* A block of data

--- START ---

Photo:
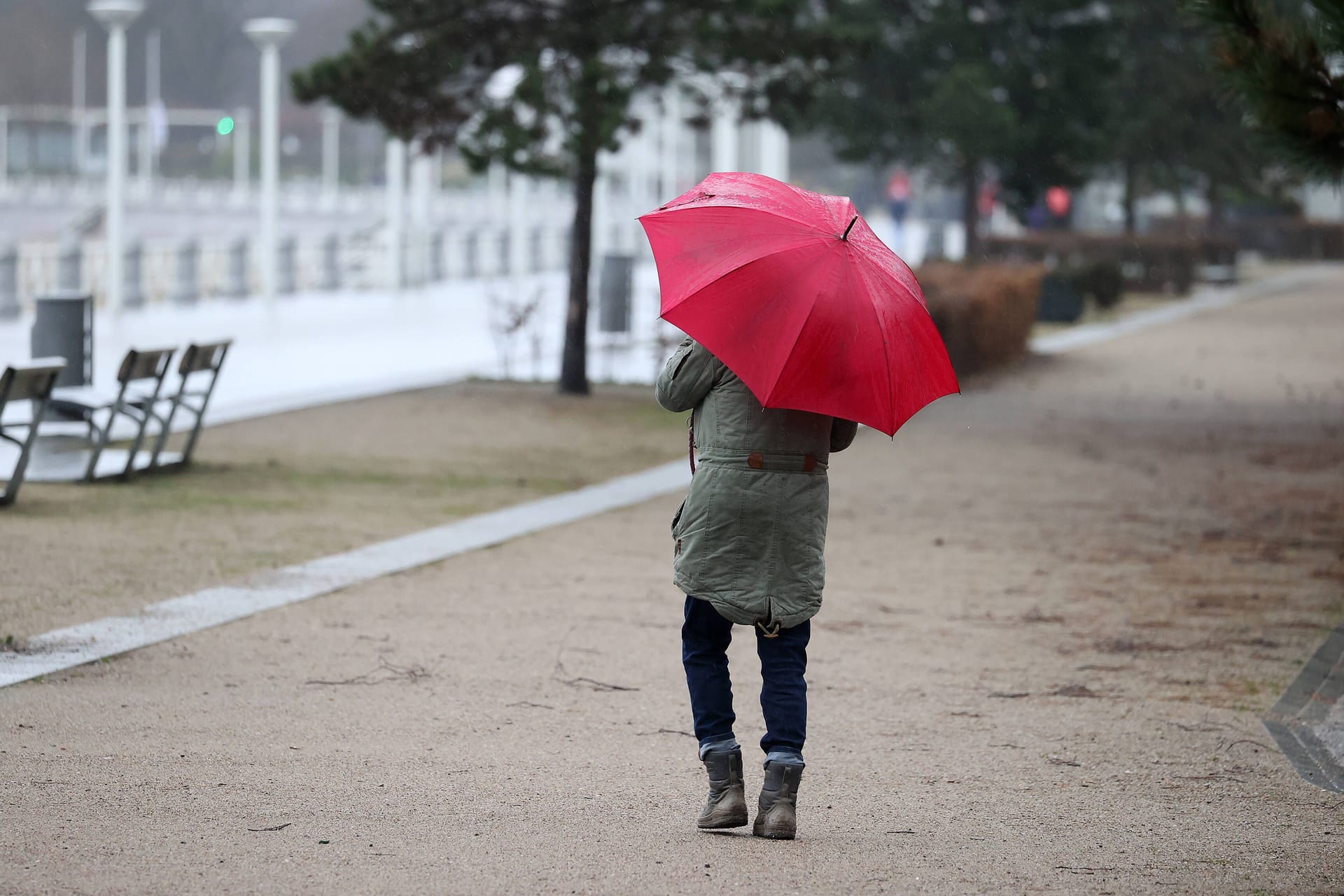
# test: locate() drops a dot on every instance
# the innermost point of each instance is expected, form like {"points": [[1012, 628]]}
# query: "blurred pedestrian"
{"points": [[748, 550], [898, 197]]}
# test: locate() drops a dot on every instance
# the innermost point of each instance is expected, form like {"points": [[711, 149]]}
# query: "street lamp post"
{"points": [[116, 15], [269, 34]]}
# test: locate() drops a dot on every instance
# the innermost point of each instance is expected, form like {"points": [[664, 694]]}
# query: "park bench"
{"points": [[198, 371], [33, 383]]}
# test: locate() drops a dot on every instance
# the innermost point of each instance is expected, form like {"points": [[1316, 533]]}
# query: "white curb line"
{"points": [[73, 647], [81, 644]]}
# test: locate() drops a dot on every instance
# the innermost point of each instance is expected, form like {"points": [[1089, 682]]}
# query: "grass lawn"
{"points": [[295, 486]]}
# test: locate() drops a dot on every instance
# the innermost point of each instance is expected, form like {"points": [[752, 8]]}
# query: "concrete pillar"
{"points": [[269, 34], [116, 15], [396, 213]]}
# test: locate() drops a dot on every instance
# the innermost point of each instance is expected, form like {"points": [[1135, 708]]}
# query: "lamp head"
{"points": [[116, 14], [269, 33]]}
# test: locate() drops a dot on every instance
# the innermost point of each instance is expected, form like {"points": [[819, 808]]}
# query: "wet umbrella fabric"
{"points": [[797, 296]]}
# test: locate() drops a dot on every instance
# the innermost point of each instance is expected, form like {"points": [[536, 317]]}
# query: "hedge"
{"points": [[984, 314], [1147, 264]]}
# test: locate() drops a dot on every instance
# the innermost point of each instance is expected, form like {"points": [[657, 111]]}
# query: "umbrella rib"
{"points": [[886, 354], [727, 273], [790, 356]]}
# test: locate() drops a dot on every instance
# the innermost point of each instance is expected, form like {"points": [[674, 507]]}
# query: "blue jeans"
{"points": [[784, 692]]}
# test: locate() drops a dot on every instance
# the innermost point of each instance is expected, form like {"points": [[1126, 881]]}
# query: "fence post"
{"points": [[237, 286], [286, 262], [185, 288], [8, 282], [69, 265], [134, 266], [436, 257], [331, 264], [470, 248]]}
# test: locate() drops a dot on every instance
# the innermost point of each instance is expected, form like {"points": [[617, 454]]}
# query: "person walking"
{"points": [[748, 550]]}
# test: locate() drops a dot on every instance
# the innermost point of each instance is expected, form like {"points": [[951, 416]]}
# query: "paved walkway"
{"points": [[1057, 609]]}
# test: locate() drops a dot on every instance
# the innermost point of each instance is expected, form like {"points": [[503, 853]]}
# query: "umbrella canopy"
{"points": [[800, 298]]}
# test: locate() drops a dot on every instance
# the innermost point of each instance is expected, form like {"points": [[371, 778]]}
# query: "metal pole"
{"points": [[80, 85], [420, 213], [268, 34], [116, 15], [4, 149], [671, 136], [331, 152], [153, 97], [242, 153], [269, 168], [396, 175], [723, 134], [116, 163], [146, 146]]}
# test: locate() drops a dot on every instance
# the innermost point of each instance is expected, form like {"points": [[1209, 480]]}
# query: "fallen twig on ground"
{"points": [[391, 673]]}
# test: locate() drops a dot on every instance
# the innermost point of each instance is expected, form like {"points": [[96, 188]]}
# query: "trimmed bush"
{"points": [[984, 314], [1147, 264]]}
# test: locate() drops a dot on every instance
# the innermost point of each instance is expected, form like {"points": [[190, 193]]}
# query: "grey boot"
{"points": [[777, 814], [727, 805]]}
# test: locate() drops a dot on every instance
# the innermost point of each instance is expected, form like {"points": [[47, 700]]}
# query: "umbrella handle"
{"points": [[690, 438]]}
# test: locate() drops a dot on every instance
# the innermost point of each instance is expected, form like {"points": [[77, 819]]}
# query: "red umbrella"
{"points": [[800, 298]]}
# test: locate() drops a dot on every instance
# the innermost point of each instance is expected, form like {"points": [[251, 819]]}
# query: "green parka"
{"points": [[752, 532]]}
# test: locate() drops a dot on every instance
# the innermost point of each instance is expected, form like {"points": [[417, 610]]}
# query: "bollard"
{"points": [[69, 265], [237, 286], [8, 282], [331, 264], [286, 276], [134, 284], [436, 257], [186, 290]]}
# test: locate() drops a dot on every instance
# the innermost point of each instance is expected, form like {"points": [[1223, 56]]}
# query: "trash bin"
{"points": [[616, 285], [64, 328]]}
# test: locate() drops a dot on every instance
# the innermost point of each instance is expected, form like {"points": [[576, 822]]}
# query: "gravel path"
{"points": [[1057, 609]]}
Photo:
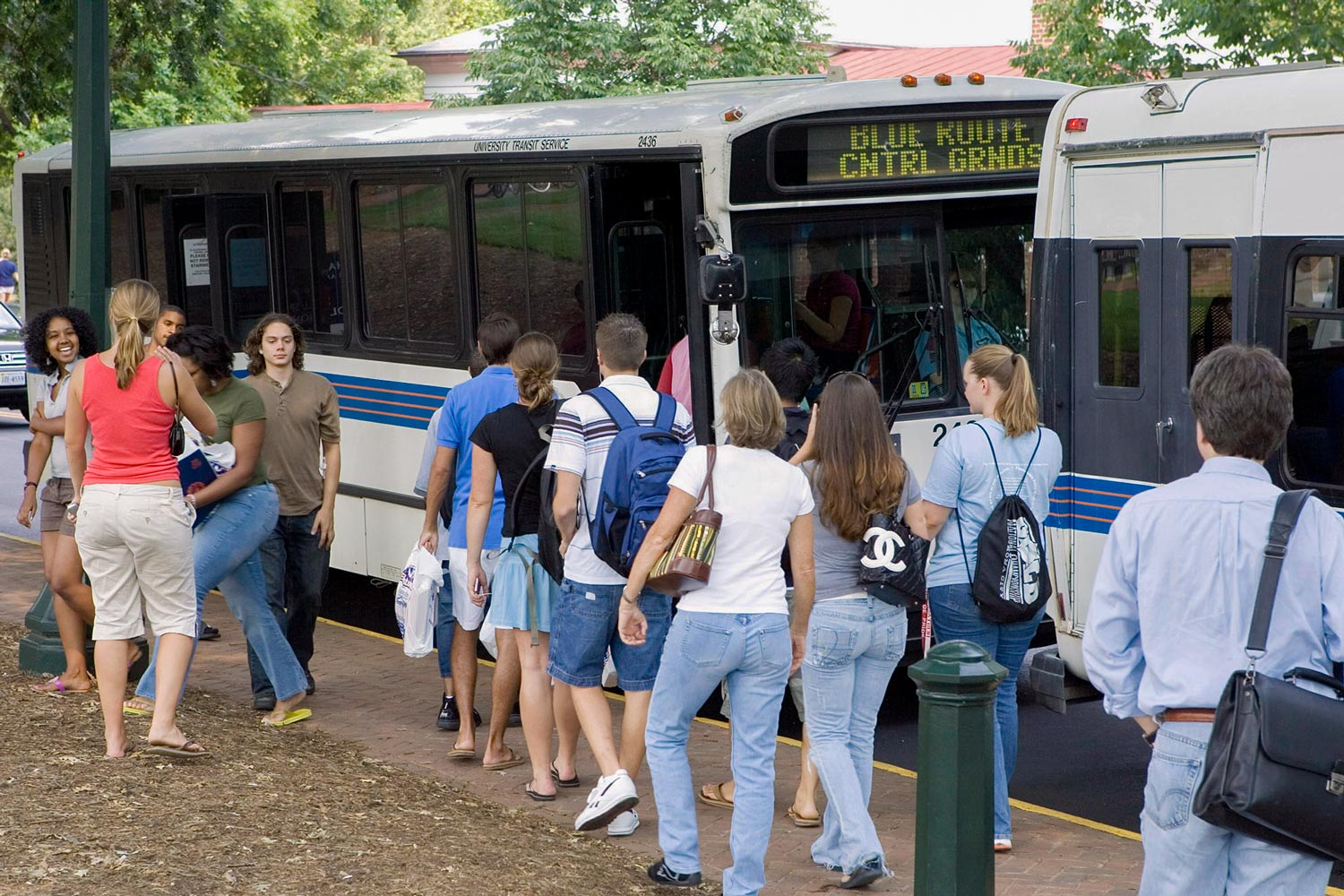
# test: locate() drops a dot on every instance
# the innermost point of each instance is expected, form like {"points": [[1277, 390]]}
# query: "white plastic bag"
{"points": [[417, 595]]}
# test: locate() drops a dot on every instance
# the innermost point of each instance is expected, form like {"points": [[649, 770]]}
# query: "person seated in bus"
{"points": [[171, 320], [964, 485], [1164, 662], [831, 314], [973, 331]]}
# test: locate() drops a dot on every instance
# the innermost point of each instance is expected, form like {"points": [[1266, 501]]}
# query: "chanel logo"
{"points": [[883, 546]]}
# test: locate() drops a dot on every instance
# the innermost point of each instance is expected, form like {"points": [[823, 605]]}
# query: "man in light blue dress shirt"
{"points": [[1171, 611]]}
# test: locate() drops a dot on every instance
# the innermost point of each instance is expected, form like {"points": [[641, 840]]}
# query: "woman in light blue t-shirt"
{"points": [[967, 479]]}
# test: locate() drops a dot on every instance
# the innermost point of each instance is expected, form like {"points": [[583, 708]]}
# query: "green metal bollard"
{"points": [[954, 805]]}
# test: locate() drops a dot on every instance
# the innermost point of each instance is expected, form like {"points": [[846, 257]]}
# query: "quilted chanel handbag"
{"points": [[1274, 767], [685, 564]]}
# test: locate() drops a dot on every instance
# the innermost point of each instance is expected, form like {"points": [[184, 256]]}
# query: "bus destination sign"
{"points": [[918, 148]]}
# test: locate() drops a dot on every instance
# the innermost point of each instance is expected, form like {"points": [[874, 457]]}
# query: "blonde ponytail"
{"points": [[535, 363], [134, 309], [1016, 410]]}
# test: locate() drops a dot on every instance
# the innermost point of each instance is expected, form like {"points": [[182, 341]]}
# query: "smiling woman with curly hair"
{"points": [[56, 341]]}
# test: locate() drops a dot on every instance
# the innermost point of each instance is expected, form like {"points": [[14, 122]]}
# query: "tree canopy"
{"points": [[202, 61], [1117, 40], [581, 48]]}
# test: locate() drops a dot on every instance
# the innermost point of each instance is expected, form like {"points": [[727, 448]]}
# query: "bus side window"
{"points": [[311, 261], [530, 260], [1210, 293], [1314, 355], [406, 263]]}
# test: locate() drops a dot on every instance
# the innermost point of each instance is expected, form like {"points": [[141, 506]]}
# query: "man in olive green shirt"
{"points": [[303, 460]]}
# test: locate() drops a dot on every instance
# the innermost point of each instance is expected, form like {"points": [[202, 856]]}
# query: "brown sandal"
{"points": [[712, 796]]}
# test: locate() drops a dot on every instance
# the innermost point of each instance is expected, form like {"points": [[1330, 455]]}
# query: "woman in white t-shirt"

--- END ---

* YOUR TASK
Write out the listing word for word, omitting the pictures it holds.

* SOLUTION TO THE PROBLEM
Photo:
# test: locate() drops a dot on every instance
# the innermost point of each instance is expected, form like {"points": [[1012, 628]]}
# query: "blurred pedestrian"
{"points": [[748, 550], [898, 197]]}
# test: locate() drops a dot on every instance
# the innermost point of each instance is expected, form like {"points": [[711, 149]]}
# query: "street lamp post"
{"points": [[116, 15], [269, 34]]}
# test: locate() drops a dot on every instance
# the innermost point of each instance is expected, form like {"points": [[664, 694]]}
# query: "park bench"
{"points": [[198, 371], [33, 383]]}
# test: locate() drops a dot on every instance
# the innermost point of each instance is expected, form like {"points": [[1316, 533]]}
# query: "white curb line"
{"points": [[73, 647], [81, 644]]}
# test: locate() drops a dot on every instance
# the innermost point of each instance is expected, form like {"points": [[1089, 682]]}
# query: "grass lawn"
{"points": [[295, 486]]}
# test: locate() drops a dot on every instance
# the innermost point of each instance is expected, form like {"points": [[752, 8]]}
# query: "concrete pillar"
{"points": [[269, 34], [116, 15], [396, 213]]}
# test: locate() drops a dot on every instance
# the innermost point of each instance is expected, form like {"points": [[1135, 708]]}
# query: "lamp head"
{"points": [[116, 14], [269, 33]]}
# test: locate() drops a dot on every instance
# the innermost point of each instance is expected, form like {"points": [[819, 808]]}
# query: "wet umbrella fabric"
{"points": [[797, 296]]}
# test: locate() drops a dot on every instance
# the innermost point of each instance is expected, form like {"points": [[536, 317]]}
# query: "hedge"
{"points": [[984, 314], [1147, 264]]}
# test: locate() drops a dot on every instance
# the innermost point of each instance is expected, form like {"points": [[657, 111]]}
# query: "umbrella rib"
{"points": [[886, 354], [727, 273], [790, 356]]}
# test: locate() drops a dot on every instance
# the innermost point of each instance is expected, form like {"points": [[674, 507]]}
# query: "blue jeans"
{"points": [[784, 692]]}
# test: locate() drops a dot on every instance
# the innermost point of each instance is expected, form like {"points": [[1126, 881]]}
# query: "fence post"
{"points": [[237, 286], [286, 262], [185, 288], [8, 282], [69, 265], [134, 266], [436, 257], [331, 264], [470, 248]]}
# test: locate() drops a dot on every instance
# the innermost point of each instance is expected, form like {"points": [[617, 454]]}
# query: "person walking"
{"points": [[748, 550]]}
# test: locate() drops a dot on every instance
# the innermost point of each instance is expected, form like {"points": [[951, 416]]}
# query: "paved walkway"
{"points": [[1057, 609]]}
# test: locate() drops a dot on every instance
# the innermost point of each instance is expected, form like {"points": [[503, 853]]}
# query: "umbrella canopy"
{"points": [[800, 298]]}
# test: locate() drops a dot on every instance
# the innermost point of each instance is expected, form like {"points": [[371, 778]]}
# query: "metal pole"
{"points": [[80, 85], [420, 213], [268, 34], [116, 15], [4, 149], [671, 136], [331, 152], [153, 97], [242, 153], [269, 168], [396, 175], [723, 134], [116, 163], [146, 146]]}
# test: locate() drops a dot on every instance
# the innermost point of each instance is expected, form like {"points": [[1209, 480]]}
# query: "fallen twig on ground"
{"points": [[391, 673]]}
# test: locate() drops a dot on every instance
# the innermost point of each instance is expected, form like {"points": [[96, 188]]}
# query: "trimmed bush"
{"points": [[984, 314], [1147, 264]]}
# test: locate() drops a dot on every instance
# the innermost point of each instance is expected, form like {"points": [[190, 193]]}
# query: "grey boot"
{"points": [[777, 814], [727, 805]]}
# test: locate() drops a dot on every instance
# the innermost point of each instance is expected, form like {"points": [[47, 700]]}
# query: "umbrella handle"
{"points": [[690, 438]]}
# test: locate() drops a dot on every instance
# the innermost point of each instance is expected, form like {"points": [[77, 819]]}
# query: "red umbrella"
{"points": [[800, 298]]}
# test: locate() drops a dot on every instance
# the innermost point of each instance is expected, form like {"points": [[251, 819]]}
# query: "green parka"
{"points": [[752, 532]]}
# test: locate() drops a dot on every instance
# the innermost point of each instance is expected, form like {"points": [[417, 610]]}
# query: "bollard"
{"points": [[69, 265], [237, 286], [8, 282], [331, 264], [286, 276], [134, 284], [436, 257], [186, 290]]}
# test: locate() drops a dot on every instance
# the innermost point of each instance is expected, form like {"points": [[1223, 56]]}
# query: "trash bin"
{"points": [[616, 285], [64, 328]]}
# test: locate() drops a dot on every instance
# the innermost point of each instance is expected, form like {"points": [[576, 822]]}
# query: "gravel path"
{"points": [[1057, 609]]}
Photo:
# test: locate() drops a dot on every instance
# the innermost point of each instance is expected, form like {"points": [[1277, 390]]}
# query: "white plastic bag"
{"points": [[417, 595]]}
# test: locate() drops a dot on every instance
# the innermost point of each instance is expected, form like {"points": [[649, 770]]}
# query: "person seated in bus"
{"points": [[171, 320], [964, 485], [1164, 662], [831, 314], [973, 331]]}
# test: locate() drops a dot on every instance
# the innermost point of each instance is expected, form like {"points": [[1266, 501]]}
# query: "chanel logo"
{"points": [[883, 546]]}
# test: locate() drops a dot on every instance
# the innermost point of each instance is expected, form like {"points": [[823, 605]]}
# query: "man in light blue dress shirt"
{"points": [[1171, 611]]}
# test: locate() drops a dot on every instance
# the innermost point of each instance is expected, form like {"points": [[641, 840]]}
# query: "woman in light blue t-shirt"
{"points": [[967, 479]]}
# test: locate() drops a dot on every instance
# the innermost point of each instance is expected, form like {"points": [[583, 708]]}
# query: "green metal bollard"
{"points": [[954, 805]]}
# test: locate() drops a dot on every instance
# the innermost point of each instance is expected, form like {"points": [[846, 257]]}
# query: "quilted chanel handbag"
{"points": [[1274, 767], [685, 564]]}
# test: locate() drops a dot on every instance
# the innermost point of each instance is expected, form like {"points": [[184, 256]]}
# query: "bus destination sign"
{"points": [[918, 148]]}
# test: locate() drops a dot on every instance
# the innermost point of each instance is expected, form like {"points": [[874, 457]]}
# query: "blonde ponytail"
{"points": [[535, 363], [134, 309], [1016, 410]]}
# test: locate() drops a dot on every instance
# the innermost point of each instance is expected, form like {"points": [[182, 341]]}
# query: "smiling woman with curly hair"
{"points": [[56, 341]]}
# test: locate() drops a dot on every instance
# the innermost point of each instance is expected, form like {"points": [[14, 122]]}
# query: "tree canopy"
{"points": [[202, 61], [1117, 40], [581, 48]]}
# test: locate() drops a dot on every instance
# the innermost point of each instance is expected, form like {"points": [[727, 448]]}
# query: "bus side window"
{"points": [[311, 261], [530, 260], [1210, 293], [1314, 355], [406, 263]]}
# test: locate() drops a dot on every instance
# the innermost point of each instance is expected, form like {"points": [[141, 506]]}
# query: "man in olive green shirt"
{"points": [[303, 460]]}
# test: locate() drops a dot on every instance
# the innermost point of each instance is expected, form like {"points": [[202, 856]]}
# query: "brown sandal"
{"points": [[712, 796]]}
# test: locate() drops a dot on every instance
# the innermost point of each instance is expected, form like {"points": [[1330, 455]]}
# query: "woman in white t-shirt"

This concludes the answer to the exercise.